● PAGE
Components cover physical things: Hard Drive, Network Port, Switch, CPU, DIMM, …. They also cover logical things, like Authentication System, Filesystem, User Interface, …

I knew we’d end up with large enough lists that the grid layout called for in Heuristic Ideation wouldn’t work – our boards aren’t that big – so opted for this 2 column layout:

You can apply each attribute or action in the left column to each of the components on the right; by the time you get through all of them, you’ll have really thought through possible fragile areas of the system.

For example, take ‘Filesystem’ as a component; we can discuss it’s capacity, security, reliability, as well as what happens if we upgrade it, run a deploy of new code, if it fails, … and so on. Then, think about all of those attributes and actions applied to the next component! (Say, a network switch.)

Comparative Risk

Instead of just using blank index cards, I threw a bit of layout at it.

The extra fields help scope the risk a bit. (Obviously they are all going to be wild-ass guesses, but they still let us group things by order of magnitude.) Primarily, they’re just there to get people talking in these kinds of terms about relative possible impacts of unlikely things.

The #ragemode tag came from one of our customers who was on the bad end of a miscommunication surrounding some backups, and how fresh they were, (a bit too fresh, in his case), leading to them losing some data. It refers to the fact that some things, when they go wrong, give us the reaction “hey, it’s the internet, these things happen.” Others are infuriating. So it’s an attempt to let us weight possible failures by emotional impact.

When 2 cards are paired up, you can just do the math:

(Time to detect + Time to repair) * Customers Impacted * Expected times per year that this freakish thing might happen * #ragemode == A very fuzzy estimate of “customer-minutes of impact per year.”

Lessons

It was a lot of fun, and met (to at least some degree) all of the objectives I had for it. We’re still going through the cards and learning from them.

However, there was a lot of room for improvement.

First, Heuristic Ideation is awesome. We can use that in all kinds of different scenarios. I’m writing up a list of the Components/Actions/Attributes the teams brainstormed for the wiki, so we can use and further develop them in the future.

● EXERCISE TASK A
Answer these questions about the risk-brainstorming text:
(i) Which logical things are listed as examples of components?
(ii) Where did the #ragemode tag come from?
(iii) According to the text, what does the formula for paired cards produce?

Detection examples
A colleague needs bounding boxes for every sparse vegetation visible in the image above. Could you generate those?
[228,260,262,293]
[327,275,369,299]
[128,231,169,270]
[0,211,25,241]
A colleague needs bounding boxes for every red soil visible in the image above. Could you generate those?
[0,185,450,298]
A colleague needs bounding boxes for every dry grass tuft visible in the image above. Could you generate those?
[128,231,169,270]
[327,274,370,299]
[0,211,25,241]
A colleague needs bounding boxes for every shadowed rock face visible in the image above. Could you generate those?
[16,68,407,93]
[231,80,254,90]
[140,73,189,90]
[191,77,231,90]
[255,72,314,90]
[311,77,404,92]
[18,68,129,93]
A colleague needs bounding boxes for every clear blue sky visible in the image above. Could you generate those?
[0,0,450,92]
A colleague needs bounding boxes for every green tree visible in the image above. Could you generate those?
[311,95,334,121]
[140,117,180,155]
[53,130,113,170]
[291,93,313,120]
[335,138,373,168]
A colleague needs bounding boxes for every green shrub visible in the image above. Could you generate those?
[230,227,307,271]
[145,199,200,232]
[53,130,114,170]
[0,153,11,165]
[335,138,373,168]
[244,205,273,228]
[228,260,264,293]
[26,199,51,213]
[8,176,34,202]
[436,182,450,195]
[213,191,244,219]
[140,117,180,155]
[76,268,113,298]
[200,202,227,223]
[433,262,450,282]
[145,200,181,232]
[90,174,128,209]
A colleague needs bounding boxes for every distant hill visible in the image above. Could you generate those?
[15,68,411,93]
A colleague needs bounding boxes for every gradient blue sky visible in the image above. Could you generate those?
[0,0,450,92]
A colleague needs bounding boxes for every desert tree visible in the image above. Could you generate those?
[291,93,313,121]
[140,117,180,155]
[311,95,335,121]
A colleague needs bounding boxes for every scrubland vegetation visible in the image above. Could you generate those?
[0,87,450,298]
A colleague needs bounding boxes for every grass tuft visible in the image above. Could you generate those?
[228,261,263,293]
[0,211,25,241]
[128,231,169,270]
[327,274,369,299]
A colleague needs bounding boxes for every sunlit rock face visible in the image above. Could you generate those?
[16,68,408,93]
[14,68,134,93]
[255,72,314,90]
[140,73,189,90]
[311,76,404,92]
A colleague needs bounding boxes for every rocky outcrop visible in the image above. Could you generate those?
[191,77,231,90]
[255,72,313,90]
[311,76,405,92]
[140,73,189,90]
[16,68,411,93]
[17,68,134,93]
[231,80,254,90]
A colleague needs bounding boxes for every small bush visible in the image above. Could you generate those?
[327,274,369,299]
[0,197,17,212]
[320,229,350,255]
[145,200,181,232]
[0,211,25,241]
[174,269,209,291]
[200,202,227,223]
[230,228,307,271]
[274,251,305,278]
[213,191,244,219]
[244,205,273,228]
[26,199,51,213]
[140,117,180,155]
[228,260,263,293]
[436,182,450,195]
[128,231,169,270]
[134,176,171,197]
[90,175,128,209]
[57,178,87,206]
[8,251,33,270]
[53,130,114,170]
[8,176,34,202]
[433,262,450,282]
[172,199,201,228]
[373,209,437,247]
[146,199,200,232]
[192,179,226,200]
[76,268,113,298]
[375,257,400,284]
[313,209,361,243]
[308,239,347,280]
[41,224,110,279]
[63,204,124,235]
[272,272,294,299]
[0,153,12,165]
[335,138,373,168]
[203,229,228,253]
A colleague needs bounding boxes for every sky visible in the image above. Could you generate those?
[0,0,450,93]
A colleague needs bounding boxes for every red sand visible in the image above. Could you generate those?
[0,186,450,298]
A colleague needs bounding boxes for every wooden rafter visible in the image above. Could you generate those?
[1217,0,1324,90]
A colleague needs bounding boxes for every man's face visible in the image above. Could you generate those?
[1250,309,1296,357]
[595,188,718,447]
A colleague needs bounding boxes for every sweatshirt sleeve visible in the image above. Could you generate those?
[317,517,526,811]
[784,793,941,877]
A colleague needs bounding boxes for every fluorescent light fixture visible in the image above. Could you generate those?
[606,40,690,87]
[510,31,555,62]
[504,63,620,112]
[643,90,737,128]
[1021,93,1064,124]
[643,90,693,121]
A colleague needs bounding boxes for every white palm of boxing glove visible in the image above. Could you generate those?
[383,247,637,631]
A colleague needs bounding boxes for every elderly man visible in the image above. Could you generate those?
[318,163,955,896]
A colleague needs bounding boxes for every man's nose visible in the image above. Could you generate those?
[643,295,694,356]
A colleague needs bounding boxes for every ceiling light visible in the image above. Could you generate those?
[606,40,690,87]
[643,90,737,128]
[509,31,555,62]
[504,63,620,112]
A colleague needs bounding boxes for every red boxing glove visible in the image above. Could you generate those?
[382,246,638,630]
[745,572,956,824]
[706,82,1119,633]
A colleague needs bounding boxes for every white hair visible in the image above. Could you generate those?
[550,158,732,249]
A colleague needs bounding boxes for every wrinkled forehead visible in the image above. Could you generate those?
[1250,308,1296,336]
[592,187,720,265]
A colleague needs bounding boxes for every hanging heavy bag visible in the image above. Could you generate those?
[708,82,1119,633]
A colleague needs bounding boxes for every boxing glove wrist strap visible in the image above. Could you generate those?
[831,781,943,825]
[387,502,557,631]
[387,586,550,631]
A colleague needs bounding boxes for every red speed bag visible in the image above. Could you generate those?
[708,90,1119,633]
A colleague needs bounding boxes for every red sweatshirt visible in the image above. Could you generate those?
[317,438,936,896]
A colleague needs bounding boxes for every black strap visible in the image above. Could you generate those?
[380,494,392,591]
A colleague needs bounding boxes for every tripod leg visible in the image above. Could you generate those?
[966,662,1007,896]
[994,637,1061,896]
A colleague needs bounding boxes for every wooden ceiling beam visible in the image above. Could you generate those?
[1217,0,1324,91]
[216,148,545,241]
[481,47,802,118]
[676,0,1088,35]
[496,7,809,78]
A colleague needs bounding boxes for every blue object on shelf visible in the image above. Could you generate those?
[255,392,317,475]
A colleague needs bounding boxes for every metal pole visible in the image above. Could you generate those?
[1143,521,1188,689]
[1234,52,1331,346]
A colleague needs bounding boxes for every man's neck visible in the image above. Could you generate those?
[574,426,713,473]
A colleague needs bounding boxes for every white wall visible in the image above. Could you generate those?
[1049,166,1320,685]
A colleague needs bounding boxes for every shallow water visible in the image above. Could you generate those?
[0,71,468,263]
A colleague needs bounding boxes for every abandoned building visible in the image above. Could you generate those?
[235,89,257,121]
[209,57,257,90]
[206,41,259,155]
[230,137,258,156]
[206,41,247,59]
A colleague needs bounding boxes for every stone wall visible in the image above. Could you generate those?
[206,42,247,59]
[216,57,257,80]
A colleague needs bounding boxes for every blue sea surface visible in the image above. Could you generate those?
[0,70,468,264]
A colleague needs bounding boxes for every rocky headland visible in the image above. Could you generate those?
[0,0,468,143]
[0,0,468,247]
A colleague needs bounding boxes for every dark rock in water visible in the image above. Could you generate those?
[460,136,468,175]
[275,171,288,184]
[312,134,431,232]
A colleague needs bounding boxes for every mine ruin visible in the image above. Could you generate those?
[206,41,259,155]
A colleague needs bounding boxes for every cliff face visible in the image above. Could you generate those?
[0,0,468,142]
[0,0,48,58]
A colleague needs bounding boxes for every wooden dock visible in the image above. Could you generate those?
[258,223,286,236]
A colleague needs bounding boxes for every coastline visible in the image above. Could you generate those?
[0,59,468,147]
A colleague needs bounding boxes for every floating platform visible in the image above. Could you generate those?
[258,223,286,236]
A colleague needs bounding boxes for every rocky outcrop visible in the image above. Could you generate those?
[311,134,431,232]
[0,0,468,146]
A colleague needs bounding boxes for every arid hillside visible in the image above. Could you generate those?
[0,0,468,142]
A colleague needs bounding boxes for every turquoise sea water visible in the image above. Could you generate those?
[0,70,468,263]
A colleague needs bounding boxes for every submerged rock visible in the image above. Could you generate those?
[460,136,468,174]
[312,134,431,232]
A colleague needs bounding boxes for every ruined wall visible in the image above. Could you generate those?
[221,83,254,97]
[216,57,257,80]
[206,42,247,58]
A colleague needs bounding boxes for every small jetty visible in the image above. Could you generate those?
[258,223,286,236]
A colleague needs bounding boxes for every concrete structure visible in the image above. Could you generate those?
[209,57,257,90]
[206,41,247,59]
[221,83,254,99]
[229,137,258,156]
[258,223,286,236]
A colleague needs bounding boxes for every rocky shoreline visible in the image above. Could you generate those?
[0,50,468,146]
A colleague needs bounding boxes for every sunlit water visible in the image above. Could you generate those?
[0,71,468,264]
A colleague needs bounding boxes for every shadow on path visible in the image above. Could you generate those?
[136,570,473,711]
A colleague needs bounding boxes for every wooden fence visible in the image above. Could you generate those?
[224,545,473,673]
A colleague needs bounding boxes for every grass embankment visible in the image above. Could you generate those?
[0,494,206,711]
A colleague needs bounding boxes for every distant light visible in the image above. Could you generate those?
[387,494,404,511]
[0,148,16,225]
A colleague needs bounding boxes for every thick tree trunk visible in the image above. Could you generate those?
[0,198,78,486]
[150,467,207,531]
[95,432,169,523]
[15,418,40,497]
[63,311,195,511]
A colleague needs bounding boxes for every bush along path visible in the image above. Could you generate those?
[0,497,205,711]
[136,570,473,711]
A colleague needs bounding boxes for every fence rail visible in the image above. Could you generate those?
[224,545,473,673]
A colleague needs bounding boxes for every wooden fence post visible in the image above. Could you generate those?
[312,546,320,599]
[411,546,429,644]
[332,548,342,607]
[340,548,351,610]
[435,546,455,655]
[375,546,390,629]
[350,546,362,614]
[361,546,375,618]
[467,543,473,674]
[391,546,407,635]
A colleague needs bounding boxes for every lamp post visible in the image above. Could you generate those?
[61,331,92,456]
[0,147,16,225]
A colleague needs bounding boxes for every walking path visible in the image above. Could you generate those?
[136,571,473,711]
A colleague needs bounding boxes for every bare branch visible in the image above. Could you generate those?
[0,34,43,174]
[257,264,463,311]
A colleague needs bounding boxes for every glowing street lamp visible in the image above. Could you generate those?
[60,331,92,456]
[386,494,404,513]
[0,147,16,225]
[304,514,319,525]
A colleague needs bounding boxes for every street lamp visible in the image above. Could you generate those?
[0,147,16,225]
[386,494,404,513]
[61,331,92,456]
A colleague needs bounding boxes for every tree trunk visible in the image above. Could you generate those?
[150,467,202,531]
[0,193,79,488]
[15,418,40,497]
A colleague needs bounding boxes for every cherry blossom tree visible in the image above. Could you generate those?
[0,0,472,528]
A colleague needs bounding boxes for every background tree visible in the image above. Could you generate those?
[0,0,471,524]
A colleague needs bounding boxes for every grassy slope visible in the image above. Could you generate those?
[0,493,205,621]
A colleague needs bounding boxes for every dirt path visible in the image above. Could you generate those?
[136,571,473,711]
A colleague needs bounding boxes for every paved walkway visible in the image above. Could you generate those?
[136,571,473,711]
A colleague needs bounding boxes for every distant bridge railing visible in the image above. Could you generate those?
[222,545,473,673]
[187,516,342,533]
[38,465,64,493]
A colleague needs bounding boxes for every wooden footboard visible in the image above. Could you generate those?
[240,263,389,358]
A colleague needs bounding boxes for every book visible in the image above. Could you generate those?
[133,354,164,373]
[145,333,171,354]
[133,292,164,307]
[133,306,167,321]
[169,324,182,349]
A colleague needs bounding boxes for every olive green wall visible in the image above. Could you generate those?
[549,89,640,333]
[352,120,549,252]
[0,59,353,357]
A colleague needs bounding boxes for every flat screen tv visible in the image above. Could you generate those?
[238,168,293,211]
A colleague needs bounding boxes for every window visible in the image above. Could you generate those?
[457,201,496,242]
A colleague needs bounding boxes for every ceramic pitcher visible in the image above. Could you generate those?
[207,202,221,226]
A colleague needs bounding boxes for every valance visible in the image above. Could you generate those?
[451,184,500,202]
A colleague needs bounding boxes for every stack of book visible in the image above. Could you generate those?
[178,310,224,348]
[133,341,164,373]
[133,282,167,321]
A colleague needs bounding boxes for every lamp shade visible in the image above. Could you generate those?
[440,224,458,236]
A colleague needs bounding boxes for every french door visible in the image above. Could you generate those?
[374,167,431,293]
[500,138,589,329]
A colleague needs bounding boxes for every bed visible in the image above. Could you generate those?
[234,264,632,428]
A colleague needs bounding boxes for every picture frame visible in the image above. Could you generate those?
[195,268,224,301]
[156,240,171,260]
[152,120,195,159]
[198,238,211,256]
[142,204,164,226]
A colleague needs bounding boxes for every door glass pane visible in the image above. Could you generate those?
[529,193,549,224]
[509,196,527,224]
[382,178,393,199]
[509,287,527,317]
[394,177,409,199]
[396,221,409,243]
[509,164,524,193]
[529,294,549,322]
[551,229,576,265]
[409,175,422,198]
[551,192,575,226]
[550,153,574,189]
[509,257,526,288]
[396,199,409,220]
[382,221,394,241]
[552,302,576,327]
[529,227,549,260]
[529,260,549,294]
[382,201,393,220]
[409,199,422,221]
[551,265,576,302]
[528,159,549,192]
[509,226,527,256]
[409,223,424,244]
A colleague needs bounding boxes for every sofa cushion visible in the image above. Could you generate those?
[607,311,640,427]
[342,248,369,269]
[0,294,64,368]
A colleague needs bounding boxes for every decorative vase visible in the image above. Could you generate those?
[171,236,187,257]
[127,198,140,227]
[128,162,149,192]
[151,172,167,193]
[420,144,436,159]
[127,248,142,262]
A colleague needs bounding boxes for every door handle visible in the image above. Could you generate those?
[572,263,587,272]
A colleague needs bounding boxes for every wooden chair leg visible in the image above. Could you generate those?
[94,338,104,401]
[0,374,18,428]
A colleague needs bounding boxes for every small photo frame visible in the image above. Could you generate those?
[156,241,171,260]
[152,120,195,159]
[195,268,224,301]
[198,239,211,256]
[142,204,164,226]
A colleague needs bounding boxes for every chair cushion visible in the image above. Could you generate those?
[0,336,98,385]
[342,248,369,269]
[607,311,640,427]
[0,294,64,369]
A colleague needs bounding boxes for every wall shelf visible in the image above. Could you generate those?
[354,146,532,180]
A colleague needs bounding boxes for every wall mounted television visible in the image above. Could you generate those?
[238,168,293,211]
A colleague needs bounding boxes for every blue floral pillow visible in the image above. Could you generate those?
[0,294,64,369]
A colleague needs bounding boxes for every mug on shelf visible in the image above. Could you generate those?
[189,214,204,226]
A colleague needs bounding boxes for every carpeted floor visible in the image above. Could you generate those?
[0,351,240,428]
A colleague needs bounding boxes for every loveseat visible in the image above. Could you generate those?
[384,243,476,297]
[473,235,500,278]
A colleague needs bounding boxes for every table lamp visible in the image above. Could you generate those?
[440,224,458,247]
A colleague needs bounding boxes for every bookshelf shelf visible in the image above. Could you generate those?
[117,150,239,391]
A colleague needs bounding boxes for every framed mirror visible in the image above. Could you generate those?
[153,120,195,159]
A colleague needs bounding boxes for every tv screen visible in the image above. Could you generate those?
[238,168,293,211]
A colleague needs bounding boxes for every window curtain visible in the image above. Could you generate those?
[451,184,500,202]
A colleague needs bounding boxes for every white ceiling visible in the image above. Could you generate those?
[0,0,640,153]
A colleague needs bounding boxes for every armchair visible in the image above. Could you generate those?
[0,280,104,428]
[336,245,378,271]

● EXERCISE TASK B
Rewrite part of the records as a numbered list, omitting blank lines. Begin at the line containing "A colleague needs bounding boxes for every wooden rafter" and stop after the line containing "[784,793,941,877]".

● EXPECTED OUTPUT A
(i) Authentication System, Filesystem, and User Interface.
(ii) It came from one of their customers who was on the bad end of a miscommunication surrounding some backups.
(iii) A very fuzzy estimate of "customer-minutes of impact per year."

● EXPECTED OUTPUT B
1. A colleague needs bounding boxes for every wooden rafter visible in the image above. Could you generate those?
2. [1217,0,1324,90]
3. A colleague needs bounding boxes for every man's face visible in the image above. Could you generate those?
4. [1250,309,1296,357]
5. [595,188,718,447]
6. A colleague needs bounding boxes for every sweatshirt sleeve visible in the image above. Could you generate those?
7. [317,517,526,811]
8. [784,793,941,877]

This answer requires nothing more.